### Written tasks
1. Copy the ksmbd mailing-list thread between "To: Al Viro;" and "getname_kernel() and putname().", inclusive, swapping "racy issue" for "race condition".
2. Check each statement against the ksmbd mailing-list thread and answer yes or no, quoting the words that decide it. (a) __lookup_hash() does permission checking. (b) The patch exports getname_kernel() and putname(). (c) The 4 bytes that get bumped sit in the same data structure as the old parent.
3. Pick up the ksmbd mailing-list thread where it stops and write what comes next.

Plus, __lookup_hash() doesn't do permission checking so naming it
lookup_one_qstr() seems problematic from that perspective as well...

Don't kill me but:

__excl_qstr_lookup_noperm()

?

^ permalink raw reply	[flat|nested] 7+ messages in thread

* Re: [PATCH 3/3] ksmbd: fix racy issue from using ->d_parent and ->d_name
  2022-05-17 21:21   ` Al Viro
  2022-05-18 14:27     ` Christian Brauner
@ 2022-05-19  0:39     ` Namjae Jeon
  1 sibling, 0 replies; 7+ messages in thread
From: Namjae Jeon @ 2022-05-19  0:39 UTC (permalink / raw)
  To: Al Viro; +Cc: linux-cifs, linux-fsdevel, smfrench, hyc.lee, senozhatsky

2022-05-18 6:21 GMT+09:00, Al Viro <viro@zeniv.linux.org.uk>:
> On Wed, Apr 27, 2022 at 11:32:45AM +0900, Namjae Jeon wrote:
>> Al pointed out that ksmbd has racy issue from using ->d_parent and
>> ->d_name
>> in ksmbd_vfs_unlink and smb2_vfs_rename(). and use new
>> lock_rename_child()
>> to lock stable parent while underlying rename racy.
>> Introduce vfs_path_parent_lookup helper to avoid out of share access and
>> export vfs functions like the following ones to use
>> vfs_path_parent_lookup().
>>  - export __lookup_hash().
>>  - export getname_kernel() and putname().
>>
>> vfs_path_parent_lookup() is used for parent lookup of destination file
>> using absolute pathname given from FILE_RENAME_INFORMATION request.
>
> First of all, this is seriously broken:
>
>> -int ksmbd_vfs_lock_parent(struct user_namespace *user_ns, struct dentry
>> *parent,
>> -			  struct dentry *child)
>> +struct dentry *ksmbd_vfs_lock_parent(struct dentry *child)
>>  {
>> -	struct dentry *dentry;
>> -	int ret = 0;
>> +	struct dentry *parent;
>>
>> +	parent = dget(child->d_parent);
>>  	inode_lock_nested(d_inode(parent), I_MUTEX_PARENT);
>
> Do that in parallel with host rename() and you are risking this:
>
> you: fetch child->d_parent
> 	get preempted away
> another thread: move child elsewhere
> another thread: drop (the last) reference to old parent
> 	memory pressure evicts that dentry and reuses memory
> you: regain the timeslice and bump what you think is parent->d_count.
> 	In reality, it's 4 bytes in completely different data structure.
> 	At that point you already have a memory corruptor.  Worse,
> 	there's a decent chance that subsequent code will revert the
> 	corruption, so it would be hell to debug - you need a race
> 	to reproduce the thing in the first place *and* you need
> 	something else to notice the temporary memory corruption.
>
> you: fetch what you think is ->d_inode of that dentry.  It actually
> 	isn't anything of that sort.

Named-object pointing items

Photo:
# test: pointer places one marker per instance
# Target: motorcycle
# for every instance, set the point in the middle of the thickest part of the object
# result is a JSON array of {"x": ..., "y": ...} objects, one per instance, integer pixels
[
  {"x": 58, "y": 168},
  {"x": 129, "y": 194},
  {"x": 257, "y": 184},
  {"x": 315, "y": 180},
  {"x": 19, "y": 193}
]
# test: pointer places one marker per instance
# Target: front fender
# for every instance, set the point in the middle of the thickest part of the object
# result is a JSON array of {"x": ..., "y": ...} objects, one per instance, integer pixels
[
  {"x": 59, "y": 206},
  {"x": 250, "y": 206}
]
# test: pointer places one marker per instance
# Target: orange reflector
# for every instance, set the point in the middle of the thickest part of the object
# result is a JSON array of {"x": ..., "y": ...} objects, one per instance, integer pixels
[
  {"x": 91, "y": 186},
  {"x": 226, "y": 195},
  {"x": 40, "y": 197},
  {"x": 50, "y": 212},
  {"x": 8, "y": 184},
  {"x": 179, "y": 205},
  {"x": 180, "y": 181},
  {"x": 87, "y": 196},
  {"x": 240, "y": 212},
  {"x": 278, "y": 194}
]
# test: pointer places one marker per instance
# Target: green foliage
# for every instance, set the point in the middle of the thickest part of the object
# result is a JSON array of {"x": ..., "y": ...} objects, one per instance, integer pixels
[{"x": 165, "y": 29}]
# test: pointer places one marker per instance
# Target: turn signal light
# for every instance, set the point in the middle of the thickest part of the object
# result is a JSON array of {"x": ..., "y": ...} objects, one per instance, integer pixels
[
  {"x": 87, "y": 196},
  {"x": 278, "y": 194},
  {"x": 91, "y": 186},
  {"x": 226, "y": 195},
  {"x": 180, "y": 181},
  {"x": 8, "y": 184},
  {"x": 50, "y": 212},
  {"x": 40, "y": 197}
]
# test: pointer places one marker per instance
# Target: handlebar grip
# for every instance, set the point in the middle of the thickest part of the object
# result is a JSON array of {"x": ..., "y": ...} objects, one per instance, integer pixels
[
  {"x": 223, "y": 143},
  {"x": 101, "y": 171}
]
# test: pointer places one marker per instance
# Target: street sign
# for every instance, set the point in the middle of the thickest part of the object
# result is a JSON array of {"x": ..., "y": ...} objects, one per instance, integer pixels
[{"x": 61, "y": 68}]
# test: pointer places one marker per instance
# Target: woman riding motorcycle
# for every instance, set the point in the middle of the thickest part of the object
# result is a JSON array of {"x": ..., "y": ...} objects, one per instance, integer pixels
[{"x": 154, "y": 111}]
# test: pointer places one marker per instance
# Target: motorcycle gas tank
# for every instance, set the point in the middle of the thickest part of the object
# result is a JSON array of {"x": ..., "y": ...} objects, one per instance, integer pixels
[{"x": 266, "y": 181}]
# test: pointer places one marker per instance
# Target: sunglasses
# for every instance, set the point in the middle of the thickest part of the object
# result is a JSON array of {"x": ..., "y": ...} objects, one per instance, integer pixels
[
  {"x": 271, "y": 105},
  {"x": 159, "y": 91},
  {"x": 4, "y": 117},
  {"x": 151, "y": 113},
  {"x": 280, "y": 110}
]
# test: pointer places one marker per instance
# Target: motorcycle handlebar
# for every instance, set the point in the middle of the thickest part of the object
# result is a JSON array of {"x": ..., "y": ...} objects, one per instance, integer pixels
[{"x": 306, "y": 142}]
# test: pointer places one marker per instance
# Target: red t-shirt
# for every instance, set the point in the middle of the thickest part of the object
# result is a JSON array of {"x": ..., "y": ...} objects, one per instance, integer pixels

### Outputs
1.
To: Al Viro; +Cc: linux-cifs, linux-fsdevel, smfrench, hyc.lee, senozhatsky

2022-05-18 6:21 GMT+09:00, Al Viro <viro@zeniv.linux.org.uk>:
> On Wed, Apr 27, 2022 at 11:32:45AM +0900, Namjae Jeon wrote:
>> Al pointed out that ksmbd has race condition from using ->d_parent and
>> ->d_name
>> in ksmbd_vfs_unlink and smb2_vfs_rename(). and use new
>> lock_rename_child()
>> to lock stable parent while underlying rename racy.
>> Introduce vfs_path_parent_lookup helper to avoid out of share access and
>> export vfs functions like the following ones to use
>> vfs_path_parent_lookup().
>>  - export __lookup_hash().
>>  - export getname_kernel() and putname().

2.
(a) No: "__lookup_hash() doesn't do permission checking"
(b) Yes: "export getname_kernel() and putname()."
(c) No: "In reality, it's 4 bytes in completely different data structure."

3.
> you: grab rwsem at hell knows what address (might or might not point
> 	to an rwsem).  Here's another chance to get something
> 	reproducible - e.g. if what you thought was ->d_inode actually
> 	points to unmapped memory, you'll get an oops here.  Won't
> 	be consistent, though.
>
>> +	if (child->d_parent != parent) {
> you:	->d_parent doesn't point there anymore
>
>> +		dput(parent);
>
> you:	decrement those 4 bytes in whatever object it is; if you are
> 	lucky, it won't hit zero and nobody had noticed the temporary
> 	increment.  If you are not, well...
>
>> +		inode_unlock(d_inode(parent));
>
> you:	fetch ->d_inode of parent (mind you, it's a bug in its own right -
> 	even if parent hadn't gotten freed before your dget(), after dput()
> 	above it's fair game for getting freed; placing that dput()
> 	before unlocking d_inode() is wrong).  Assuming you've got
> 	the same pointer as the first time around, you proceed to
> 	drop rwsem at the same address where you've grabbed it.
>
> IOW, you really don't want that in the tree in this form.
>
> It *might* be partially recoverable if you replace the first dget() with
> dget_parent() and reorder dput() and inode_unlock() in failure case, but...
> some of the callers of that thing are also rather dubious.
Okay.

>
> Look: you have smb2_open() calling ksmbd_vfs_may_delete(), which calls
> that thing.  Downstream of this:
> 	if (!file_present) {
> 	...
> 	} else if (!already_permitted) {
>
> If the parent is *NOT* already locked by that point, just how much is
> your 'file_present' worth?  And if it is, you'd obviously deadlock
> right there and then...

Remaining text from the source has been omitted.